- **TO DO**: Show each line of the records below that contains the word "dress".

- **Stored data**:

━━━━━━━━

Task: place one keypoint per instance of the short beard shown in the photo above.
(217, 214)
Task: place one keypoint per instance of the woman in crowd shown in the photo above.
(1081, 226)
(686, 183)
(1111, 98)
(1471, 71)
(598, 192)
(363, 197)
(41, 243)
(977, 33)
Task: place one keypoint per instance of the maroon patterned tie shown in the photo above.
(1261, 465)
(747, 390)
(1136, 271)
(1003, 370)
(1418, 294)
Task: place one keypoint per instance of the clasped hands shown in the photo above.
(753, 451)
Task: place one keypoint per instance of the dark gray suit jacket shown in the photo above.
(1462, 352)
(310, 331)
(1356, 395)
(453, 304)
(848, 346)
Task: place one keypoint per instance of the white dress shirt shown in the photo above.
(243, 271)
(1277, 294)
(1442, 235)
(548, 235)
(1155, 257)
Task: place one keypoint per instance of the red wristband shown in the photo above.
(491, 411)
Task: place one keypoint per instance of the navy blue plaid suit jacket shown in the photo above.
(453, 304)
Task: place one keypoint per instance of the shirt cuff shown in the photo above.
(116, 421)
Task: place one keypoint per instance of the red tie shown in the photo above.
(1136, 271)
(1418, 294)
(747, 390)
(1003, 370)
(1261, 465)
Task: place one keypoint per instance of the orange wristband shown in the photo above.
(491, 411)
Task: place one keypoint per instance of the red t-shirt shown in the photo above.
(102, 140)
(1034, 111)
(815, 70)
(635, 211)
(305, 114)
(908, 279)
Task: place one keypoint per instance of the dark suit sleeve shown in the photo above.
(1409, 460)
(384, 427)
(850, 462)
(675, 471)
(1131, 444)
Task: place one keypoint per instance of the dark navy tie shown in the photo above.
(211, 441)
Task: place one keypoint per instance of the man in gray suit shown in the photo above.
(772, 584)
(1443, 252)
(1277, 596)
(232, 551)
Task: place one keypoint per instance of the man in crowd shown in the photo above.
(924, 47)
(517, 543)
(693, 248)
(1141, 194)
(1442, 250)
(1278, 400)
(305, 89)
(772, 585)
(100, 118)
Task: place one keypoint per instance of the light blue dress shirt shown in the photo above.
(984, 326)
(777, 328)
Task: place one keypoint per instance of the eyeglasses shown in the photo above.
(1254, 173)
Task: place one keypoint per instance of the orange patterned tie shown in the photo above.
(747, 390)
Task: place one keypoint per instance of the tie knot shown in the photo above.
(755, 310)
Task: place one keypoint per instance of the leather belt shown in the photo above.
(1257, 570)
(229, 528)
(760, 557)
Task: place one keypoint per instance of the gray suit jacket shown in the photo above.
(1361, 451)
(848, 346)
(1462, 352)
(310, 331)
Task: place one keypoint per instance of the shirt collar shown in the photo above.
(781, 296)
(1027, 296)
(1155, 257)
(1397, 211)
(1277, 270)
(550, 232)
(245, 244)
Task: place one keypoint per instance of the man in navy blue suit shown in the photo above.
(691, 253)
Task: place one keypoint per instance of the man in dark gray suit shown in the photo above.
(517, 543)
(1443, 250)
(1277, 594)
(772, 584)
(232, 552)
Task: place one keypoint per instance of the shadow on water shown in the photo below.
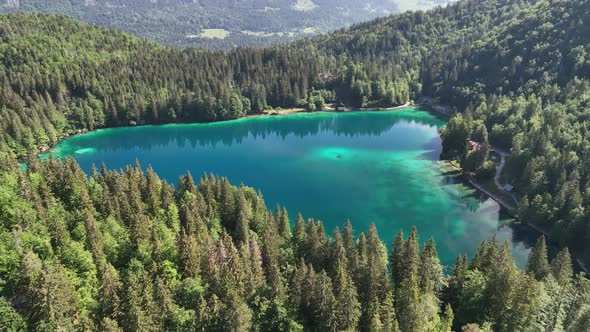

━━━━━━━━

- **TASK SOLUTION**:
Task: place one keypoint per instance of the white dress shirt shown in the photo above.
Task: place one keypoint per instance of the light blue dress shirt shown in the photo above.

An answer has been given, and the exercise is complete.